§ Document text
Nagging wives save lives
Here's a story that might be surprising to any man with a nagging partner - it could actually save your life.
Researchers at the University of Michigan have found that men with a wife or significant other half living with them are more likely to go for screening for prostate cancer.
They did this because while there's some evidence that prostate cancer screening can help in picking the disease up, we know little about the reasons why men choose to go for screening or not. It's worth pointing out that prostate cancer screening is available from your GP on request here in the UK, but there's no national programme, because there's not enough evidence to that screening really saves lives.
Writing in the journal Cancer Epidemiology, Biomarkers and Prevention, the researchers looked at nearly 2,500 men in Minnesota aged between 40 and 79. They asked them to fill in questionnaires about their family history, concerns about prostate cancer, and marital status.
First, they found that men who were worried about prostate cancer were twice as likely to go for screening, as you might expect. However, the likelihood to go for screening among men with a family history of the disease dropped if they lived alone. In fact, these men were 40 percent less likely to be screened than those who were married or had a significant other in their home.
What can we learn from this? The obvious answer is that health professionals should be targeting messages about screening to men's partners, as well as men themselves. But it also highlights the challenge for getting the message through to single men. It's also worth noting that the study was done in white Caucasian men, and we don't know what might influence men from other population groups.

(Dataset entries)

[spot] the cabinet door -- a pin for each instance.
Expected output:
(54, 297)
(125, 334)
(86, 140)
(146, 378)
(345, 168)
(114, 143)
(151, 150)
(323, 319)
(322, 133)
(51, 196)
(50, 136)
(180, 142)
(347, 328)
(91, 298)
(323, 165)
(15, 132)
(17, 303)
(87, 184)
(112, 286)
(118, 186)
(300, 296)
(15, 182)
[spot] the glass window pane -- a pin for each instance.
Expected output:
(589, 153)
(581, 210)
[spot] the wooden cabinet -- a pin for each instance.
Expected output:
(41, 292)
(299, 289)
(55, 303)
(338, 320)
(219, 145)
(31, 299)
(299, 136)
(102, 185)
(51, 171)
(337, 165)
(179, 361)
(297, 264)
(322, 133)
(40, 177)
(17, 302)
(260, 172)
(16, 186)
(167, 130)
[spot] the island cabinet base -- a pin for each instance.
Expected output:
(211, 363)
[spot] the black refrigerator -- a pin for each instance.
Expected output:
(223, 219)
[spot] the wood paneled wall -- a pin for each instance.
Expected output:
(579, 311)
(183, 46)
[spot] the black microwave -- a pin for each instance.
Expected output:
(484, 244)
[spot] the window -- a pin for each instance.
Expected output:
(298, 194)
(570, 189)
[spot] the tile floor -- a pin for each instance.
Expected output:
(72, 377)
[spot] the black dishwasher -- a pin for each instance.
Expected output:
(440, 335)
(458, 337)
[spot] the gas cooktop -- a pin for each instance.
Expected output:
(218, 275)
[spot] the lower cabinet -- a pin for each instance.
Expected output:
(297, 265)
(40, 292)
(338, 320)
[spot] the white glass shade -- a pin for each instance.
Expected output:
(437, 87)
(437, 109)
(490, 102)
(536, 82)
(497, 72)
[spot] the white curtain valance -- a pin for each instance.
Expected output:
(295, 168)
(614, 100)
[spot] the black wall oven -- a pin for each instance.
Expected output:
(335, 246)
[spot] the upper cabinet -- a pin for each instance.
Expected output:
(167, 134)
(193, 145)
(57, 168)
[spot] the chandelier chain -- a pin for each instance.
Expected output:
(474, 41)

§ Work task
Could you print the part of the prostate screening article from "Researchers at the" to "really saves lives." without changing a word?

§ Response to this task
Researchers at the University of Michigan have found that men with a wife or significant other half living with them are more likely to go for screening for prostate cancer.
They did this because while there's some evidence that prostate cancer screening can help in picking the disease up, we know little about the reasons why men choose to go for screening or not. It's worth pointing out that prostate cancer screening is available from your GP on request here in the UK, but there's no national programme, because there's not enough evidence to that screening really saves lives.